> [Task prompt]
Count how many of the lines below contain the string "distant", treating uppercase and lowercase as different, and give only the number.

> [Raw records]

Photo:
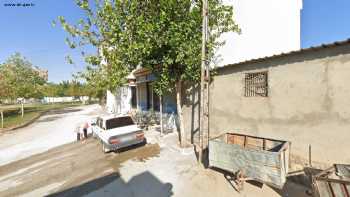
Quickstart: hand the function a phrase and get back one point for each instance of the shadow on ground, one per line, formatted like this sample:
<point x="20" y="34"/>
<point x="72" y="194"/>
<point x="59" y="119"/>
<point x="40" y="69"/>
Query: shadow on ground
<point x="298" y="185"/>
<point x="144" y="184"/>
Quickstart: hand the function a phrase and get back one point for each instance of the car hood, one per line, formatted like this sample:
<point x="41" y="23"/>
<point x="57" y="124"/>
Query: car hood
<point x="119" y="131"/>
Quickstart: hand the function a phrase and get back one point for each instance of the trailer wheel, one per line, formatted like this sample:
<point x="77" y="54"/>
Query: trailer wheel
<point x="104" y="148"/>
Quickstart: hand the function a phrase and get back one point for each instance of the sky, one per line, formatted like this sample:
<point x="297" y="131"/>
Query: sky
<point x="29" y="30"/>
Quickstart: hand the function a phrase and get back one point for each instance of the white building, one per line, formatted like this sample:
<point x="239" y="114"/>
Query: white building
<point x="268" y="27"/>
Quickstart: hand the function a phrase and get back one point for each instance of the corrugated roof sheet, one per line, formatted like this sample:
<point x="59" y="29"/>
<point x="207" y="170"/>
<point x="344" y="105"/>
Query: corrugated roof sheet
<point x="322" y="46"/>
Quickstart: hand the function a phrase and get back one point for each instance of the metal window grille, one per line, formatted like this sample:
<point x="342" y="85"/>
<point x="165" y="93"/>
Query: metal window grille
<point x="255" y="84"/>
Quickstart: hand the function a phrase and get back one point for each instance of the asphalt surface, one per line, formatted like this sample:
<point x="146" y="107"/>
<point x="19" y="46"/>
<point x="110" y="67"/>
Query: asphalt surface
<point x="51" y="130"/>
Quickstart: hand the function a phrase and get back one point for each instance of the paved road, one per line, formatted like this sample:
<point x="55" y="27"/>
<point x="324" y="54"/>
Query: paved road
<point x="51" y="130"/>
<point x="156" y="169"/>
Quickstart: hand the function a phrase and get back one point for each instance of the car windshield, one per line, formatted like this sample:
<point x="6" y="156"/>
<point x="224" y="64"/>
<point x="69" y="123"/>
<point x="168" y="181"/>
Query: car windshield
<point x="118" y="122"/>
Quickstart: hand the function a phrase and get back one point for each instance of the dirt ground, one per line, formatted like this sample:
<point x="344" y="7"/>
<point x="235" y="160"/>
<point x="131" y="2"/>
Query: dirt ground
<point x="159" y="168"/>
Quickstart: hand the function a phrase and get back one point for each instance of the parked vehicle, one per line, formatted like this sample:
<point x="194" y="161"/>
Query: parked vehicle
<point x="251" y="158"/>
<point x="117" y="132"/>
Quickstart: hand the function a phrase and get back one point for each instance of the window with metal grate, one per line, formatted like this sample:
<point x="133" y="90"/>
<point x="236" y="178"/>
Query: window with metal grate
<point x="256" y="84"/>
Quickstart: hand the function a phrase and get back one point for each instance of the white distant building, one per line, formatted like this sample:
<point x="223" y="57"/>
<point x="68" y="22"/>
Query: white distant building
<point x="268" y="27"/>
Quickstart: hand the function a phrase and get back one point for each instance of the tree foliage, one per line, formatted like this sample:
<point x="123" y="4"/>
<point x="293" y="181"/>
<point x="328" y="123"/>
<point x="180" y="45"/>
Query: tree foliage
<point x="163" y="35"/>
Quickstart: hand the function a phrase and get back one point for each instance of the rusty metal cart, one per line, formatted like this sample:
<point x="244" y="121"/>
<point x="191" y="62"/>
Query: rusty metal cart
<point x="251" y="158"/>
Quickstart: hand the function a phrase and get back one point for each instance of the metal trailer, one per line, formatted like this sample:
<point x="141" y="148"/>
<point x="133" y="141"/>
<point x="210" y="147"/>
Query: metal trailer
<point x="332" y="182"/>
<point x="251" y="158"/>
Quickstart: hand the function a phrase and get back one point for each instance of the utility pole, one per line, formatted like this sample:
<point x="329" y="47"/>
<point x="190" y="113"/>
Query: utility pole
<point x="204" y="103"/>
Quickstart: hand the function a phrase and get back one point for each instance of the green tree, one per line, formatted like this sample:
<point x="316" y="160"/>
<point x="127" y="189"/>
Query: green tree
<point x="162" y="35"/>
<point x="20" y="79"/>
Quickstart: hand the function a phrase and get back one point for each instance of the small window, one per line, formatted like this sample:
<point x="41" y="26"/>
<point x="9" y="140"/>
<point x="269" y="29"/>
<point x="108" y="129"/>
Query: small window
<point x="255" y="84"/>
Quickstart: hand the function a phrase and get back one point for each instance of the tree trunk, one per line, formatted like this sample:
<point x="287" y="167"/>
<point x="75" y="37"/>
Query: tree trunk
<point x="179" y="113"/>
<point x="22" y="109"/>
<point x="161" y="114"/>
<point x="2" y="119"/>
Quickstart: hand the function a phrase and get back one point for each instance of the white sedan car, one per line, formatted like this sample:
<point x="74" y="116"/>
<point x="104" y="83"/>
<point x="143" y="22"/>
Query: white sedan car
<point x="117" y="132"/>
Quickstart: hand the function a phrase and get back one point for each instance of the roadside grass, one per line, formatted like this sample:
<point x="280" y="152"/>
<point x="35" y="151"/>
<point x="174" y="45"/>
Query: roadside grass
<point x="13" y="118"/>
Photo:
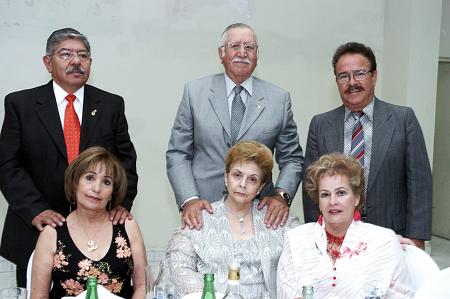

> [Reply to the task]
2